EXERCISE TASK A:
Answer these questions using the passage about the Duomo roof below:
(i) From which part of the Duomo is the roof reached?
(ii) Which peak do the guidebooks name to the west?
(iii) What did Milan guard in the historic past, according to the final sentence?

TEXT SHOWN:
## start
The roof of the Duomo is ascended from the south transept. It is a long climb, but well worth the pains. You emerge at the top into sunshine and air, and find yourself on the terrace of a vast garden, all of sparkling candid stone, where you may wander, easily losing yourself, along paths and alleys, up and down flights of steps, always between marble groves of flowers and foliage, with a forest of slender stems springing up around you, and flowering into human forms high up against the blue—all the petrified growth of that lake grotto of Gandoglia, or Candoglia, as the punning old writers call it. There is no open space in the heart of Milan where you can take the air so pleasantly on fine days in winter and spring as up here. But this garden is suspended in the air, and you look down upon the thick clustered roofs which cover all the ground below in an immense roundure, like the low ruddy vegetation of an island left bare at low tide in the middle of a purple sea. Immediately beneath, at dizzy depths, are the narrow intersecting lines of the streets, full of black, crawling humanity. From up here you see the city as a whole, and are able to realise something of its geographic place. If the day is clear there will appear, rising up on north and west beyond the sea of plain, the dim shores of what looks like another world—a vast half-moon of hovering forms, cloud-like, yet with the clear-cut contours of earthly substances, rising out of the shadow of earth to shining whiteness against the sky. The guidebooks give names to these fairy shapes—Mont Blanc to the west, Monta Rosa nearer and more conspicuous, the Matterhorn rising close behind this last, and other famous heights. Unless the weather is exceptionally favourable, however, one cannot discern with clearness more than the nearer spurs of the mighty Alpine barrier which defends the pleasant land of Italy from the cold and gloomy North. But it is enough to make one understand the significance of Milan in the historic past, as guardian of the chief gateways of Italy.
## end
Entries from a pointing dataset
## start
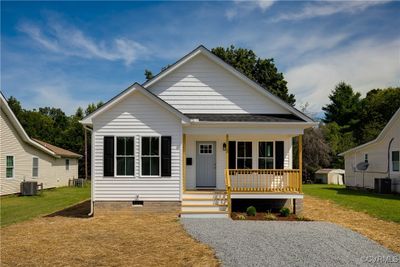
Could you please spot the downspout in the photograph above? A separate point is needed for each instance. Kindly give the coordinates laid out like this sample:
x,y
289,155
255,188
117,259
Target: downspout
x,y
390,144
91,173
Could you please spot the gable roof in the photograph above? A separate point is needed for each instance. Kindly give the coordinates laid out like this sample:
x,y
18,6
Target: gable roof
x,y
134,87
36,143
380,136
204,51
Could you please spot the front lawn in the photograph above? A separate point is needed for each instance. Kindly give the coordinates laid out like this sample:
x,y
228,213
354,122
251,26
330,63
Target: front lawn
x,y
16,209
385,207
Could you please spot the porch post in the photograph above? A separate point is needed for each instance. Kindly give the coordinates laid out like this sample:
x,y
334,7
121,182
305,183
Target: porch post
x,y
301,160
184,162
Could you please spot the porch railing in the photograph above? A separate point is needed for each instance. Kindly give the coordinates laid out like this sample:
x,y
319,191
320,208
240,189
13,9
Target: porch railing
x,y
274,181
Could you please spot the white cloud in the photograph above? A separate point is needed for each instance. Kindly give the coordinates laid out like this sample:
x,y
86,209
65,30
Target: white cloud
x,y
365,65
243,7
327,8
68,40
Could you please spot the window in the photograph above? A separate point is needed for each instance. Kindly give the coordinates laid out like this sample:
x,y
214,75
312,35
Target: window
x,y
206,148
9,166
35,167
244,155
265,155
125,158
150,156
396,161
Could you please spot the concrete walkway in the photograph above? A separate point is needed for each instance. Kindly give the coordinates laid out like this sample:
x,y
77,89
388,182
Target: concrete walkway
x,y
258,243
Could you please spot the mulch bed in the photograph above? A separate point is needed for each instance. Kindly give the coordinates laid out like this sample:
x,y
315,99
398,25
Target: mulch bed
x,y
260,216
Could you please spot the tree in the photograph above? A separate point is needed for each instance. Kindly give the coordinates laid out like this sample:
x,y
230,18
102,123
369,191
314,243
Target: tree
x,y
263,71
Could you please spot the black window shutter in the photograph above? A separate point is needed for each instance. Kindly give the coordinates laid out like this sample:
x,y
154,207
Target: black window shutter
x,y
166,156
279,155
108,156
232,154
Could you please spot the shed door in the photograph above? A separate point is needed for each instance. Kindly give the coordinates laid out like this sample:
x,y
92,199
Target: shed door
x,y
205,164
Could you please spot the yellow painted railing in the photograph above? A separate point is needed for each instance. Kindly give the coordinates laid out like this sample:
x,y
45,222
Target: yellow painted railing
## end
## start
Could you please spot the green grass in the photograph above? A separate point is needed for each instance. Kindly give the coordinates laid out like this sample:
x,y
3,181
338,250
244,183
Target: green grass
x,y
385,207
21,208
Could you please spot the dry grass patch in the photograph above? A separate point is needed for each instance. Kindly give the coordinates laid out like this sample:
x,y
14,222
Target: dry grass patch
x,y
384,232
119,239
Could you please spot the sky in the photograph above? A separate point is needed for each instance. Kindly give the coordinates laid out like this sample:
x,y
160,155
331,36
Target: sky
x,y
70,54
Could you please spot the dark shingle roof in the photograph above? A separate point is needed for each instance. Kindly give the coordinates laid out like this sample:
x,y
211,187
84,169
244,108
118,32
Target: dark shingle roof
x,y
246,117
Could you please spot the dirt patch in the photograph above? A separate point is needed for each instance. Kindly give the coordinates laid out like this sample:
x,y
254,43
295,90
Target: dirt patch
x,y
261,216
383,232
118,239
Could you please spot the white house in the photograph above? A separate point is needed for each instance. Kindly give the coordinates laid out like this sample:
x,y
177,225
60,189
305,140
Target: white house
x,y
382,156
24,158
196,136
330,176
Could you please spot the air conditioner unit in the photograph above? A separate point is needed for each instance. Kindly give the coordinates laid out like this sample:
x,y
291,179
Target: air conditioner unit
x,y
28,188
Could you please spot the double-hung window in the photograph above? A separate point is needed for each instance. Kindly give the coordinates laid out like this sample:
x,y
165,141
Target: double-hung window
## end
EXERCISE TASK B:
Select each line of the listing above that contains the word "railing".

FINAL ANSWER A:
(i) The south transept.
(ii) Mont Blanc.
(iii) The chief gateways of Italy.

FINAL ANSWER B:
Could you please spot the porch railing in the photograph above? A separate point is needed for each instance. Kindly give the coordinates laid out like this sample:
Target: porch railing
Could you please spot the yellow painted railing in the photograph above? A separate point is needed for each instance. Kindly give the coordinates laid out like this sample:
Target: yellow painted railing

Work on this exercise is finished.